++++ Passage extrait

Faut-il écrire à la première ou à la troisième personne ? Avant de se lancer pour écrire un roman ou une nouvelle, il faut faire un choix. Posez-vous les bonnes questions pour bien déterminer qui sera le narrateur de votre récit.
Le Narrateur Omniscient
Le narrateur omniscient relate l'histoire à la troisième personne du singulier. Il sait déjà tout de l'intrigue jusque dans sa résolution. Il connaît les pensées des personnages. Il est capable de raconter deux actions simultanées. Le narrateur omniscient a en général un regard subjectif sur l'ensemble de l'histoire, il n'est pas impartial.
- Points forts :
Vous pouvez tout expliquer au lecteur. Cela vous permet de naviguer dans les différents espaces-temps de votre récit et de proposer des intrigues complexes.
- Points faibles :
Le narrateur impose sa vision. Il n'y a pas de doute possible. Si vous souhaitez tenir le lecteur en haleine, le faire douter... ce point de vue est très peu indiqué (mais il ne vous empêche rien).
Dans Bel Ami de Maupassant : « Il sentait vaguement des pensées lui venir ; il les aurait dites, peut-être, mais il ne les pouvait point formuler avec des mots écrits. Et son impuissance l'enfiévrant, il se leva de nouveau, les mains humides de sueur et le sang battant aux tempes. Et ses yeux étant tombés sur la note de sa blanchisseuse, montée, le soir même, par le concierge, il fut saisi brusquement par un désespoir éperdu. Toute sa joie disparut en une seconde avec sa confiance en lui et sa foi dans l'avenir.»
Le Narrateur Externe
Le narrateur externe relate également l'histoire à la troisième personne du singulier. Toutefois, il est seulement un observateur extérieur qui rapporte ce qu'il voit et entend. Il ne peut révéler les pensées des personnages puisqu'il ne les connaît pas. Le narrateur externe a un regard essentiellement objectif, il est impartial.
- Points forts :
Le lecteur découvre les intrigues au fur et à mesure, en fonction de ce qu'il voit, ce qui laisse la place au suspens et aux rebondissements. Le lecteur peut laisser vivre son imagination.
- Points faibles :
Le narrateur doit se contenter de décrire ce qu'il voit ou entend, ce qui limite fortement la chaîne subjective du récit. Il ne peut pas pénétrer la psychologie des personnages, expliquer leurs états d'âme, leur volonté de faire telle ou telle chose...
Dans les Misérables de Hugo : "Le soir à huit heures et demie il soupait avec sa sœur, madame Magloire debout derrière eux et les servant à table. Rien de plus frugal que ce repas. Si pourtant l'évêque avait un de ses curés à souper, madame Magloire en profitait pour servir à Monseigneur quelque excellent poisson des lacs ou quelque fin gibier de la montagne."

++++++++
++++ Données enregistrées

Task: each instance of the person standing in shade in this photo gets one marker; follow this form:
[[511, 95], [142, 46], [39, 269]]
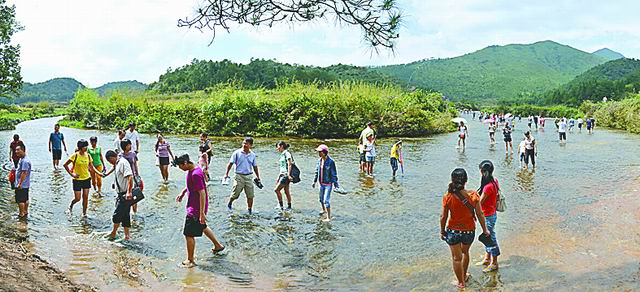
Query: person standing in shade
[[530, 150], [12, 149], [488, 192], [117, 147], [245, 163], [98, 164], [457, 223], [197, 206], [562, 130], [508, 142], [124, 186], [284, 177], [163, 151], [327, 177], [23, 182], [362, 141], [132, 135], [56, 143], [396, 156], [80, 170]]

++++++++

Consigne écrite 1 => Reprenez le passage sur le choix du narrateur, entre « Faut-il écrire à » et « n'est pas impartial. » inclus, en remplaçant « roman » par « conte ».
Consigne écrite 2 => Poursuivez le texte sur les différents types de narrateur à partir de sa dernière phrase.

Résultat final 1 =>
Faut-il écrire à la première ou à la troisième personne ? Avant de se lancer pour écrire un conte ou une nouvelle, il faut faire un choix. Posez-vous les bonnes questions pour bien déterminer qui sera le narrateur de votre récit.
Le Narrateur Omniscient
Le narrateur omniscient relate l'histoire à la troisième personne du singulier. Il sait déjà tout de l'intrigue jusque dans sa résolution. Il connaît les pensées des personnages. Il est capable de raconter deux actions simultanées. Le narrateur omniscient a en général un regard subjectif sur l'ensemble de l'histoire, il n'est pas impartial.

Résultat final 2 =>
Le Narrateur Interne
Le narrateur interne développe sa propre histoire à la première personne du singulier. Le lecteur découvre les lieux, les évènements à travers le regard d'un ou plusieurs personnages. Ce n'est pas obligatoirement le personnage principal. Ainsi le narrateur interne a un regard subjectif. Le récit passe avant tout par ce qu'il voit, ce qu'il entend, ses émotions.
- Points forts :
Le lecteur est immergé au cœur de l'histoire. Il se retrouve plongé dans les pensées du protagoniste auquel il s'identifie et s'attache rapidement. Ce point de vue narratif permet de dégager une forte charge émotionnelle.
- Points faibles :
Le narrateur ne peut présenter les évènements que selon la vision subjective du personnage. Il ne peut explicitement détailler une situation et doit l'adapter, pour la rendre cohérente, la façon d'envisager les choses de votre personnage. De plus, il est impossible de dévoiler des informations que le narrateur ne peut connaître comme les pensées ou les actions d'un autre personnage...
Dans L'Étranger de Camus : "Aujourd'hui, maman est morte. Ou peut-être hier, je ne sais pas. J'ai reçu un télégramme de l'asile : 'Mère décédée. Enterrement demain. Sentiments distingués.' Cela ne veut rien dire. C'était peut-être hier. {...} J'ai demandé deux jours de congé à mon patron et il ne pouvait pas me les refuser avec une excuse pareille. Mais il n'avait pas l'air content. Je lui ai même dit :
'Ce n'est pas de ma faute.'
II n'a pas répondu. J'ai pensé alors que je n'aurais pas dû lui dire cela. En somme, je n'avais pas à m'excuser. C'était plutôt à lui de me présenter ses condoléances."
Vous savez maintenant à quoi correspondent les différents types de narrateurs. Il ne vous reste qu'à définir celui qui vous convient le plus. Pour cela, posez-vous la question suivante :
• Quelle relation entre le lecteur et les personnages voudrais-je instaurer ?
Votre histoire ne sera pas vécue de manière identique selon la place que prendra le narrateur. L'émotion, les informations que vous pourrez distiller dépendront essentiellement de la voix narrative que vous choisirez.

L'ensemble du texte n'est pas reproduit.